What is expected
Rewrite the data below with "pixel-coordinate boxes" replaced by "bounding boxes" everywhere and everything else unchanged. Leave the pictures out of your answer.

[Coordinate annotation entries]
:::

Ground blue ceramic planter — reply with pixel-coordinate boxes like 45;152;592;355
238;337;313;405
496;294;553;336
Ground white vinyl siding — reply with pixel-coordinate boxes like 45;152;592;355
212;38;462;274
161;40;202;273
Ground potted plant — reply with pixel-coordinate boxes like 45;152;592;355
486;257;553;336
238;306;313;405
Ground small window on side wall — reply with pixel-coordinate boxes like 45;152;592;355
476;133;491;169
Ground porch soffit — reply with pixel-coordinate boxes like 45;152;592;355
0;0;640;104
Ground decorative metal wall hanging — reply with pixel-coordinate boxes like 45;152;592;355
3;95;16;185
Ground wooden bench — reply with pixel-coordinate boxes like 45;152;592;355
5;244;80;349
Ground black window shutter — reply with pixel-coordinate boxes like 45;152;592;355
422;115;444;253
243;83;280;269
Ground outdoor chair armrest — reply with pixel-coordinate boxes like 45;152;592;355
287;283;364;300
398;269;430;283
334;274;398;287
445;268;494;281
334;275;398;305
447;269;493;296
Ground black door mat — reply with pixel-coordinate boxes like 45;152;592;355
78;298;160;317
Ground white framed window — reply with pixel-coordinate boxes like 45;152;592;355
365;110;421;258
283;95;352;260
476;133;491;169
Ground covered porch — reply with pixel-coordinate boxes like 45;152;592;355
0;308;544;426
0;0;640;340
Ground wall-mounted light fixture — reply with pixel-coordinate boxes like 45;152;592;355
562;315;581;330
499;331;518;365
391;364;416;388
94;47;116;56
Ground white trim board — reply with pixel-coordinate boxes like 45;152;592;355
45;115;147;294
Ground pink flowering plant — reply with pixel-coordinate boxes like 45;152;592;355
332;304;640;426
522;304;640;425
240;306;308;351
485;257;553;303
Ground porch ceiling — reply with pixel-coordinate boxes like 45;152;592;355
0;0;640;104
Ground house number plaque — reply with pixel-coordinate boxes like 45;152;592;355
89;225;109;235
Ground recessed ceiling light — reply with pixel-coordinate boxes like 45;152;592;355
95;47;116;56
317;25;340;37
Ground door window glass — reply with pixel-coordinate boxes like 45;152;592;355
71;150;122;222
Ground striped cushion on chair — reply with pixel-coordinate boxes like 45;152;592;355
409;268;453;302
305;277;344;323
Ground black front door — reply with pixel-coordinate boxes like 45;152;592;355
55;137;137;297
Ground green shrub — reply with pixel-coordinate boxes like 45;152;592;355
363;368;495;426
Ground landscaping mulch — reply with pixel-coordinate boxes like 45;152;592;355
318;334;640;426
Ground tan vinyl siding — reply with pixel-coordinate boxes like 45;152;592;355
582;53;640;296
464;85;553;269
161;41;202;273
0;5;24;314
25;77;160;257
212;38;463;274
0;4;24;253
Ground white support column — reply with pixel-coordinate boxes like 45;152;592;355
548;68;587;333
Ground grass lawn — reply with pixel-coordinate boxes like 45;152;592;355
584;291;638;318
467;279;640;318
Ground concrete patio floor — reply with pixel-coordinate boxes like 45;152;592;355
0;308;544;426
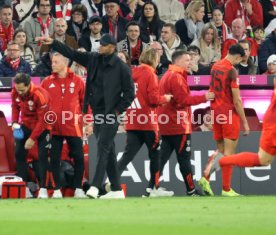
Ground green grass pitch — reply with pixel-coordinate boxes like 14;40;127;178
0;196;276;235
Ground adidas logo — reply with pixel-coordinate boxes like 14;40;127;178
129;97;142;109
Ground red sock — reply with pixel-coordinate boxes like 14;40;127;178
221;166;233;192
219;152;260;167
219;152;260;191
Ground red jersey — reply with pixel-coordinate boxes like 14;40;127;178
158;65;206;135
11;82;50;140
210;59;239;115
125;64;166;131
263;86;276;129
41;69;85;137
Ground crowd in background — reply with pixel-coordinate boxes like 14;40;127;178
0;0;276;77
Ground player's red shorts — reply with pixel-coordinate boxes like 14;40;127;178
260;125;276;157
213;112;241;140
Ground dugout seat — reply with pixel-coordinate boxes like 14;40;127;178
0;111;16;175
241;108;262;131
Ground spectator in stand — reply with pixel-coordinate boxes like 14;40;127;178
202;0;217;23
70;47;87;79
187;45;211;75
260;0;276;28
150;41;170;78
235;39;257;75
191;23;221;66
153;0;185;24
81;0;106;18
263;54;276;75
224;0;263;28
195;107;213;132
0;5;18;53
79;15;103;52
32;52;52;77
160;23;187;63
139;2;164;43
11;0;37;27
0;41;32;77
212;8;231;47
117;51;131;68
13;28;36;69
102;0;127;42
175;1;205;46
117;21;148;65
24;0;55;58
40;18;78;56
66;4;89;42
221;18;252;58
50;0;80;21
258;25;276;74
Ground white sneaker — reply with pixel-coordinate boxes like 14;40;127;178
104;183;111;193
74;188;88;198
52;189;63;199
146;187;174;197
86;186;99;199
100;190;125;199
26;187;34;198
37;188;49;199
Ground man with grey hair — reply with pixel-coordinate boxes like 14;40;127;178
221;18;253;59
38;52;92;198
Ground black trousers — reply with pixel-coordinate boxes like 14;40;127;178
160;135;195;192
118;130;160;188
50;135;84;189
91;122;121;191
15;125;50;188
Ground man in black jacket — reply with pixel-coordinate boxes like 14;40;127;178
37;34;134;199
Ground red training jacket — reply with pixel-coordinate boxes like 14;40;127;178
41;68;85;137
158;65;206;135
125;64;166;131
11;82;50;141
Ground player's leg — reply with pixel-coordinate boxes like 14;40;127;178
174;135;197;196
118;131;144;176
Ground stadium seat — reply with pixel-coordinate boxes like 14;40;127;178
241;108;262;131
0;111;16;175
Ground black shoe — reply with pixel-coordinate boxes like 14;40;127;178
187;189;204;197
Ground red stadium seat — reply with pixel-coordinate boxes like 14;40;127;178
0;111;16;175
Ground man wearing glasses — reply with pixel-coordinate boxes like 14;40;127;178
0;41;31;77
24;0;54;57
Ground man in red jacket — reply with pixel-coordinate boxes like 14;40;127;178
158;50;214;196
39;53;91;198
224;0;263;28
118;48;173;197
11;73;50;197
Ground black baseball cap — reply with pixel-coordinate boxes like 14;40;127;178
100;33;117;46
88;15;102;24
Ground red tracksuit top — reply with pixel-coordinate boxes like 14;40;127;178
158;65;206;135
11;82;50;141
125;64;166;131
41;69;85;137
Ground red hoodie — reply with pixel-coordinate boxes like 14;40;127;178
158;65;206;135
11;82;50;141
41;69;85;137
125;64;166;131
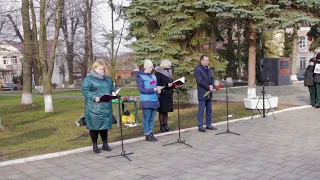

:::

Task solution
Ground blue ceramic planter — reply with bounding boxes like 45;152;592;355
238;337;313;405
496;294;553;336
Ground white vinyl siding — reply with bounding boxes like 45;152;592;355
212;38;462;274
161;40;202;273
Ground potted plant — reply with bounding boxes like 45;152;592;355
486;257;553;336
238;306;313;405
Ground small window on side wall — reply with bounding boxes like 45;152;592;355
476;133;491;169
Ground porch soffit — reply with bounding boxes like 45;152;592;355
0;0;640;104
Ground decorative metal wall hanging — reply with bounding boxes like 45;152;592;355
3;95;16;185
Ground wooden bench — reply with bounding boxes like 45;152;592;355
5;244;80;349
Ground black window shutter — reply with bounding boxes like 45;152;592;355
422;115;444;253
243;83;280;269
Ground outdoor chair armrest — reply with bounding boxes like 45;152;592;355
287;283;364;300
398;269;430;283
334;274;398;287
445;268;494;281
334;275;398;305
447;269;493;296
Ground black door mat — reply with bounding boxes like 45;152;592;355
78;298;160;317
Ground white framed window — reply with bounding boxes like 45;152;592;355
365;110;421;258
283;95;352;260
476;133;491;169
Ground covered porch — reply with bounding boxes like 45;152;592;355
0;308;544;426
0;0;640;340
Ground wall-mounted light fixture — reply with bounding boxes like 45;152;592;355
562;315;581;330
499;331;518;365
391;364;416;388
94;47;116;56
Ground white trim board — reply with bounding boxes like 45;152;592;355
45;115;147;294
Ground pink flowering plant — reply with bounding boxes like 45;152;592;355
332;304;640;426
522;304;640;425
240;306;308;351
485;257;553;303
Ground porch ceiling — reply with bounding boxes like 45;152;592;355
0;0;640;104
Ground house number plaque — reply with bounding boxes like 45;152;592;355
89;225;109;235
Ground recessed ceiling light — reply with bounding boxes like 45;152;592;355
95;47;116;56
317;25;340;37
Ground door window glass — reply with bounding boxes like 45;152;592;355
71;150;122;222
Ground striped cushion on chair — reply with bounding boxes like 45;152;592;355
409;268;453;302
305;277;344;323
Ground black front door — reply with bounding boxes like 45;152;592;355
55;137;137;297
Ground green shrub — reply with bounding boxes like 45;152;592;355
363;368;495;426
Ground landscaping mulch — reply with bounding boxes like 45;152;592;355
318;334;640;426
Ground tan vinyl siding — reply with bounding boxes like 45;152;592;355
582;53;640;296
464;85;553;269
161;41;202;273
0;5;24;314
25;77;160;257
212;38;463;274
0;4;24;253
Ground white support column — reply with bounding boxes like 45;152;592;355
548;68;587;333
Ground grass lawn — reply with bounding boxes like 45;152;592;355
584;291;638;318
467;279;640;318
Ground concrete patio floor — reply with bounding boxes like 45;152;592;355
0;308;544;426
Ground green grass pitch — reply with bounding boxes like 14;40;127;178
0;196;276;235
Ground adidas logo — reply with bounding boxes like 14;40;127;178
129;97;142;109
Ground red sock — reply with bounding boxes like 14;40;127;178
221;166;233;192
219;152;260;167
219;152;260;191
Ground red jersey — reply with bounding boxes like 14;40;127;178
158;65;206;135
11;82;50;140
210;59;239;115
125;64;166;131
263;86;276;129
41;69;85;137
Ground crowd in background — reply with bounding boxes like 14;40;127;178
0;0;276;77
Ground player's red shorts — reply with bounding boxes like 14;40;127;178
260;125;276;157
213;112;241;140
Ground dugout seat — reply with bounding boxes like 14;40;127;178
0;111;16;175
241;108;262;131
Ground spectator in stand — reply with bounding boxes like 14;40;127;178
202;0;217;23
70;47;87;79
187;45;211;75
260;0;276;28
150;41;170;78
235;39;257;75
191;23;221;66
153;0;185;24
81;0;106;18
263;54;276;75
224;0;263;28
195;107;213;132
0;5;18;53
79;15;103;52
32;52;52;77
160;23;187;63
139;2;164;43
11;0;37;27
0;41;32;77
212;8;231;47
117;51;131;68
13;28;36;69
102;0;127;42
175;1;205;46
117;21;148;65
24;0;55;58
40;18;78;56
66;4;89;42
221;18;252;58
50;0;80;21
258;25;276;74
Ground white sneaker — reply with bounding boxes like 14;40;127;178
104;183;111;193
74;188;88;198
52;189;63;199
146;187;174;197
86;186;99;199
100;190;125;199
26;187;34;198
37;188;49;199
Ground man with grey hair — reply with bounding boxes like 14;40;127;178
221;18;253;59
38;52;92;198
Ground black trousers — reply with bounding boxes like 14;40;127;178
160;135;195;192
118;130;160;188
50;135;84;189
91;122;121;191
15;125;50;188
Ground man in black jacket — reply with bounding boxes like 14;40;127;178
37;34;134;199
Ground red training jacket — reply with bounding boxes like 14;40;127;178
41;68;85;137
158;65;206;135
125;64;166;131
11;82;50;141
Ground player's leg — reply with bounding boxes like 14;40;127;178
174;135;197;196
118;131;144;176
Ground stadium seat — reply with bounding boxes like 14;40;127;178
241;108;262;131
0;111;16;175
Ground black shoe — reply with bounding boxes like 14;40;127;178
187;189;204;197
Ground red stadium seat — reply with bounding boxes like 14;40;127;178
0;111;16;175
Ground man wearing glasses — reply with bounding boxes like 14;40;127;178
0;41;31;77
24;0;54;57
Ground man in red jacket — reply with bounding boxes like 14;40;127;178
158;50;214;196
39;53;91;198
224;0;263;28
118;48;173;197
11;73;50;197
Ground black baseball cap — reply with bounding boxes like 14;40;127;178
100;33;117;46
88;15;102;24
Ground red tracksuit top — reply with bounding boxes like 14;40;127;178
158;65;206;135
11;82;50;141
125;64;166;131
41;69;85;137
Ground red hoodie — reply with bounding boxes like 14;40;127;178
158;65;206;135
11;82;50;141
41;69;85;137
125;64;166;131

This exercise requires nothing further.